What this task involves => Copy out the garden blog post about peonies in a vase and spring flowers word for word, from start to finish.

Ok, I’m going to be very honest these are Waitrose bought peonies. They are so beautiful I couldn’t resist. Although peonies in a vase may not last long it is wonderful to be able to have a week or two enjoying them.
I found a vase I don’t often use because of the narrow neck and wide top – not all flowers lend themselves to this design because they need more support or maybe it’s my poor floral design technique! However the peonies seem to suit this shape.
What I found of interest was that although all the buds were the same size at point of sale, they have all developed at different times. This was of benefit which has been great for this short post because I managed to take a number of photos of peonies at various stages of development.
Please pay a visit to Rambling in the Garden where you will see some inspirational posts for In a Vase on Monday.
Oh, how glorious gardens are when the flowers start appearing. Looking back on blog posts in previous years everything in my garden is a week or two later than usual. We had some rain last week but not enough to really soak the soil and the temperature dropped for a week or two. However, yesterday and today there is a distinct warmth to the air and we are due for a warm sunny week ahead. This should bring everything on, nature has a way of catching up.
Rather than do a lot of writing in this post, I think the photos will say more than I can. Starting off with the front garden, the lilac this year is magnificent and the perfume is whafting down the road.

Recorded data =>
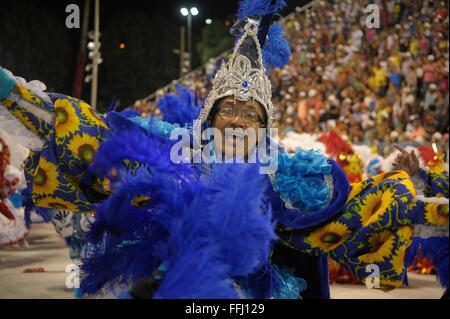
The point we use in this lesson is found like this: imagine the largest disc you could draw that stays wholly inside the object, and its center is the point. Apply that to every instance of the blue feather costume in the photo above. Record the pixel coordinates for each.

Full output =>
Ok, I’m going to be very honest these are Waitrose bought peonies. They are so beautiful I couldn’t resist. Although peonies in a vase may not last long it is wonderful to be able to have a week or two enjoying them.
I found a vase I don’t often use because of the narrow neck and wide top – not all flowers lend themselves to this design because they need more support or maybe it’s my poor floral design technique! However the peonies seem to suit this shape.
What I found of interest was that although all the buds were the same size at point of sale, they have all developed at different times. This was of benefit which has been great for this short post because I managed to take a number of photos of peonies at various stages of development.
Please pay a visit to Rambling in the Garden where you will see some inspirational posts for In a Vase on Monday.
Oh, how glorious gardens are when the flowers start appearing. Looking back on blog posts in previous years everything in my garden is a week or two later than usual. We had some rain last week but not enough to really soak the soil and the temperature dropped for a week or two. However, yesterday and today there is a distinct warmth to the air and we are due for a warm sunny week ahead. This should bring everything on, nature has a way of catching up.
Rather than do a lot of writing in this post, I think the photos will say more than I can. Starting off with the front garden, the lilac this year is magnificent and the perfume is whafting down the road.